Exercise instructions – Which lines run from the one containing "Target: wet fish skin" to the end of the entries? Quote them exactly, and nothing else.

Data supplied –
□ □ □

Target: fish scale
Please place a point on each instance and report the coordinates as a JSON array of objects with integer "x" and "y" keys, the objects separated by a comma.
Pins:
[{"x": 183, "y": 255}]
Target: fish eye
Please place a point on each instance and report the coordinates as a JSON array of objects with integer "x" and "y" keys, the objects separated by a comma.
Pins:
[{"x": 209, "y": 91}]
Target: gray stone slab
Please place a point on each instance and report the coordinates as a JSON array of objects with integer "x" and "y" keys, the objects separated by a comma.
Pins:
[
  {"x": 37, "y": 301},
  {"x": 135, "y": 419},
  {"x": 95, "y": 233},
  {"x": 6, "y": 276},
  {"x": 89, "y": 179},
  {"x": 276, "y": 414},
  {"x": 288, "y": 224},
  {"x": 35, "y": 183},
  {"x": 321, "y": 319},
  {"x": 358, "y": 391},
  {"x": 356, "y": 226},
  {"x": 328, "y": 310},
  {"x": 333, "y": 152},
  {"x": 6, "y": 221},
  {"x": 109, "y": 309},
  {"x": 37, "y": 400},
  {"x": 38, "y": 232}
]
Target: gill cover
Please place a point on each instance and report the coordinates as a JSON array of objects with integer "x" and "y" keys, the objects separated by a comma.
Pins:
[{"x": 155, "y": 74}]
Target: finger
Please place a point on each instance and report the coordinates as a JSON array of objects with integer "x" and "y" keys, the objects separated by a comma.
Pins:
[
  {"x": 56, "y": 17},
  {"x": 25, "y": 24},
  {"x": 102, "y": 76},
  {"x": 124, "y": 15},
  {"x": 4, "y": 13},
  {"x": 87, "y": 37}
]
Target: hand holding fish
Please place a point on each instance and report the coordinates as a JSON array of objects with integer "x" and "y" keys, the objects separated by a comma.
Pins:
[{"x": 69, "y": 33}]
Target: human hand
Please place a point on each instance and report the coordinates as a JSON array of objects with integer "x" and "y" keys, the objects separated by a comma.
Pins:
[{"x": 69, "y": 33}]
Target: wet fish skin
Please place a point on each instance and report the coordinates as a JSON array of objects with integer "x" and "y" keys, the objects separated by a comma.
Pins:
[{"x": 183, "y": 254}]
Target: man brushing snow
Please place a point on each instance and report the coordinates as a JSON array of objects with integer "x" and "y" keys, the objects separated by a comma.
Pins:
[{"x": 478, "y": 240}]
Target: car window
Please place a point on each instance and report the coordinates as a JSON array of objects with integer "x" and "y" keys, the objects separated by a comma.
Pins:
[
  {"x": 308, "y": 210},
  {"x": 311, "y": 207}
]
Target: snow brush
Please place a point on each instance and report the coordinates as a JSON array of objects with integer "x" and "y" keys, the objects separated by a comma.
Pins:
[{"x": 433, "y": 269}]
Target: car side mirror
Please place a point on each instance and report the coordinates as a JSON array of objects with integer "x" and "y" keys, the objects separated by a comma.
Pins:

□ □ □

Written solution –
Target: wet fish skin
Please place a point on each instance and report the coordinates as a JSON array of objects with integer "x" and "y" keys, the objects separated by a comma.
Pins:
[{"x": 183, "y": 254}]
Target: man brushing snow
Please place a point on each instance and report the coordinates as a JSON array of objects with integer "x" and "y" keys, the objects separated by a comma.
Pins:
[{"x": 478, "y": 240}]
Target: car window
Please place a point on each instance and report the coordinates as a JSON array of objects with integer "x" and "y" keys, the objects separated by a comma.
Pins:
[
  {"x": 308, "y": 210},
  {"x": 311, "y": 207}
]
Target: snow brush
Please place a point on each instance and report the coordinates as a JSON array of objects with integer "x" and "y" keys, the objects separated by a comma.
Pins:
[{"x": 433, "y": 269}]
Target: car side mirror
Please place a point on each instance and report the coordinates as a JSON array of objects with integer "x" and "y" keys, the objects separated by a comma.
Pins:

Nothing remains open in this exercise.